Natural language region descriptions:

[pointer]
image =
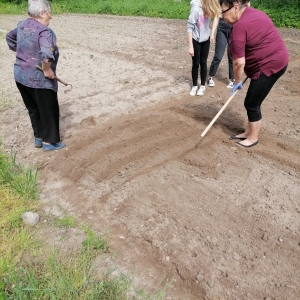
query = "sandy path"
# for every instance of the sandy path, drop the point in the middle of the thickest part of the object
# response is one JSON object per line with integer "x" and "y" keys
{"x": 220, "y": 221}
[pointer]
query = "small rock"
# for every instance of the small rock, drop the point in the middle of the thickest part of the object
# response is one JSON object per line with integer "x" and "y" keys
{"x": 30, "y": 218}
{"x": 199, "y": 277}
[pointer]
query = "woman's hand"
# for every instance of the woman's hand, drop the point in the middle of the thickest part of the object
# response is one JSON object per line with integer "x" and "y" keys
{"x": 49, "y": 74}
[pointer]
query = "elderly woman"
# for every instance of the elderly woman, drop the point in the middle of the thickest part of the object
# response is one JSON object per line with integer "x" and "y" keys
{"x": 258, "y": 50}
{"x": 35, "y": 44}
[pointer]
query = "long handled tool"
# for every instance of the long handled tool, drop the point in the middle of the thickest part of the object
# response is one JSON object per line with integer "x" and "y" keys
{"x": 220, "y": 111}
{"x": 61, "y": 81}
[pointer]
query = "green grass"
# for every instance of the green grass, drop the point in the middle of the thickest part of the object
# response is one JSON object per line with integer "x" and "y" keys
{"x": 30, "y": 269}
{"x": 283, "y": 13}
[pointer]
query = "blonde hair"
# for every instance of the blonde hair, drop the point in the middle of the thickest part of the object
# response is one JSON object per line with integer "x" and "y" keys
{"x": 211, "y": 8}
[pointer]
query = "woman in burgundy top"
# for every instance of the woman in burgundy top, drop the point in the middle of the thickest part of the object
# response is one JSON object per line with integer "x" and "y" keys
{"x": 258, "y": 50}
{"x": 35, "y": 44}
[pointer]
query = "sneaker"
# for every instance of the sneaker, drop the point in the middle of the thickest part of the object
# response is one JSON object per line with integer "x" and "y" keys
{"x": 201, "y": 91}
{"x": 38, "y": 143}
{"x": 210, "y": 82}
{"x": 54, "y": 146}
{"x": 193, "y": 91}
{"x": 230, "y": 84}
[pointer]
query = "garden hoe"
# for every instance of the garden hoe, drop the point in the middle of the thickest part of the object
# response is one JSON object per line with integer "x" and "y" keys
{"x": 220, "y": 111}
{"x": 63, "y": 82}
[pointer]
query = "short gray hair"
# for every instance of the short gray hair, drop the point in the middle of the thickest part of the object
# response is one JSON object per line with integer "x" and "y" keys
{"x": 36, "y": 6}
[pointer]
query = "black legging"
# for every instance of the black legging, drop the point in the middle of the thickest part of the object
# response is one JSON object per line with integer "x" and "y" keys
{"x": 43, "y": 110}
{"x": 200, "y": 58}
{"x": 257, "y": 92}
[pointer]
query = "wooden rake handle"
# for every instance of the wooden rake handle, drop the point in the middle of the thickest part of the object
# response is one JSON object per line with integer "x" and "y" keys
{"x": 220, "y": 111}
{"x": 61, "y": 81}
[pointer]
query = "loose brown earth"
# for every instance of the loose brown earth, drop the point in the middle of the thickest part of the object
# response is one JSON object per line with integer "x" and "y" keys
{"x": 215, "y": 220}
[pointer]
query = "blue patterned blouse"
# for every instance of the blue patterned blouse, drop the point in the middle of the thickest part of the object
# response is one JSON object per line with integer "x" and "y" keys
{"x": 33, "y": 42}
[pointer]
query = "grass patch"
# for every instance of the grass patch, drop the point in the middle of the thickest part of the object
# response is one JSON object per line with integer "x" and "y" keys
{"x": 283, "y": 13}
{"x": 66, "y": 221}
{"x": 30, "y": 270}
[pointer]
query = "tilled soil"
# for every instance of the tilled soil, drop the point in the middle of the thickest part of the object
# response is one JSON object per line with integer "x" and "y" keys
{"x": 208, "y": 218}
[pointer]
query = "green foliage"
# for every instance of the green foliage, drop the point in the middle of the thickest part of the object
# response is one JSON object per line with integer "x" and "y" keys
{"x": 62, "y": 278}
{"x": 283, "y": 13}
{"x": 22, "y": 181}
{"x": 93, "y": 242}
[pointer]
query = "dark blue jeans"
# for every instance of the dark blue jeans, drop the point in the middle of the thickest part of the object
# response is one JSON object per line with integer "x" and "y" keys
{"x": 200, "y": 58}
{"x": 222, "y": 40}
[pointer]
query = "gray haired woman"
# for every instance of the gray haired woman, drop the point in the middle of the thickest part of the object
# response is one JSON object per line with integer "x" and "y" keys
{"x": 35, "y": 44}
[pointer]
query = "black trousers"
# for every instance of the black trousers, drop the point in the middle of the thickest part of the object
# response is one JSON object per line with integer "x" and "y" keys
{"x": 200, "y": 58}
{"x": 222, "y": 40}
{"x": 43, "y": 110}
{"x": 257, "y": 92}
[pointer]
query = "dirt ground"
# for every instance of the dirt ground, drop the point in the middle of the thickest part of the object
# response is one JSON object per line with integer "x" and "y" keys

Work instructions: In your copy, reproduce the data above exactly and skip every picture.

Task solution:
[pointer]
image =
query = "sandy path"
# for every instance of the sandy path, drop the point in the middle of the thickest part of the object
# response is one JSON object per line with integer "x" and "y" keys
{"x": 220, "y": 221}
[pointer]
query = "small rock"
# for every instance of the small rock, drop the point in the middle of the thickest part of the object
# response is one JSON object per line with integer "x" and "y" keys
{"x": 30, "y": 218}
{"x": 199, "y": 277}
[pointer]
query = "woman's hand"
# for every instance of the woman's hand, drop the point in the middle of the thickest part of the object
# response is one JSON object per line with integer "x" and "y" keys
{"x": 49, "y": 74}
[pointer]
query = "elderly woman"
# for every instance of the elderly woman, drop the point in the middle of the thickest part of the object
# response is one JSON object per line with integer "x" and "y" keys
{"x": 258, "y": 50}
{"x": 35, "y": 44}
[pointer]
query = "long handled tool"
# for every instance of the long handled tool, drop the point in the middle of the thickest part of the object
# response is one JSON object per line with integer "x" and "y" keys
{"x": 220, "y": 111}
{"x": 61, "y": 81}
[pointer]
query = "green grass"
# for every instance of the green grass, drop the point in the middle of the thickest part of the object
# response is one JSON object per line with integer "x" and "y" keys
{"x": 30, "y": 269}
{"x": 283, "y": 13}
[pointer]
query = "blonde hair"
# for every instance of the blonde hair, drop the point in the middle of the thickest part of the object
# response is one JSON object per line with integer "x" and "y" keys
{"x": 211, "y": 8}
[pointer]
query = "woman in burgundy top"
# for every instance of the woman in burgundy top, drop the point in the middle of the thickest part of the object
# response is one JSON object per line with integer "x" and "y" keys
{"x": 258, "y": 50}
{"x": 35, "y": 44}
[pointer]
query = "sneaker"
# for every instance of the sneaker, drop the point in the middle of the thickest part of the object
# response is one JSON object per line with integer "x" and "y" keys
{"x": 201, "y": 91}
{"x": 38, "y": 143}
{"x": 210, "y": 82}
{"x": 54, "y": 146}
{"x": 193, "y": 91}
{"x": 230, "y": 84}
[pointer]
query = "garden hoe"
# for every instance of the garden hoe, drop the point in the middle of the thickest part of the object
# response is one JSON object per line with integer "x" and "y" keys
{"x": 220, "y": 111}
{"x": 63, "y": 82}
[pointer]
query = "short gray hair"
# for every instance of the short gray hair, drop the point in the middle of the thickest part of the object
# response is one JSON object per line with integer "x" and "y" keys
{"x": 36, "y": 6}
[pointer]
query = "black legging"
# for every instance of the black legging, drop the point in the middle of the thickest part of the object
# response is one JSON object per line with integer "x" and "y" keys
{"x": 43, "y": 110}
{"x": 200, "y": 58}
{"x": 257, "y": 92}
[pointer]
query = "wooden rake handle"
# for every instance of the wooden rake handle, drop the point in the middle of the thickest part of the object
# response is one JSON object per line with integer "x" and "y" keys
{"x": 220, "y": 111}
{"x": 61, "y": 81}
[pointer]
query = "loose brown earth"
# for every instance of the loose brown earth, drop the point in the middle of the thickest part of the object
# response is one JSON object per line with integer "x" and "y" keys
{"x": 215, "y": 220}
[pointer]
query = "blue patterned blouse"
# for every instance of the blue patterned blouse, drop the point in the middle of the thickest part of the object
# response is one JSON object per line with integer "x" and "y" keys
{"x": 33, "y": 42}
[pointer]
query = "grass patch"
# for every instance of the grass patch, drop the point in the middle of the thickest part of the object
# response is one JSON object per line with integer "x" and "y" keys
{"x": 283, "y": 13}
{"x": 66, "y": 221}
{"x": 30, "y": 270}
[pointer]
query = "tilled soil"
# for every instance of the tilled soil, drop the point in the middle of the thickest part of the object
# response is one JSON object per line with integer "x" and "y" keys
{"x": 208, "y": 218}
[pointer]
query = "green foliage"
# for every instance of the green foliage, drop the point in the middle of the thickest part of the object
# response is one JSON object per line with integer "x" and "y" keys
{"x": 62, "y": 278}
{"x": 283, "y": 13}
{"x": 22, "y": 181}
{"x": 93, "y": 242}
[pointer]
query = "dark blue jeans"
# for every instance of the dark blue jeans, drop the point in the middle of the thickest part of the object
# response is one JSON object per line with integer "x" and "y" keys
{"x": 200, "y": 58}
{"x": 222, "y": 40}
[pointer]
query = "gray haired woman"
# for every instance of the gray haired woman, drop the point in the middle of the thickest part of the object
# response is one JSON object per line with integer "x" and "y" keys
{"x": 35, "y": 44}
[pointer]
query = "black trousers"
# for every instance of the black trousers, drop the point in the middle of the thickest part of the object
# response is one JSON object per line with integer "x" and "y" keys
{"x": 200, "y": 58}
{"x": 222, "y": 40}
{"x": 43, "y": 110}
{"x": 257, "y": 92}
[pointer]
query = "dirt ground"
# for every instance of the dirt ground, drop the point in the middle of the thickest part of the object
# response is one JSON object per line with integer "x" and "y" keys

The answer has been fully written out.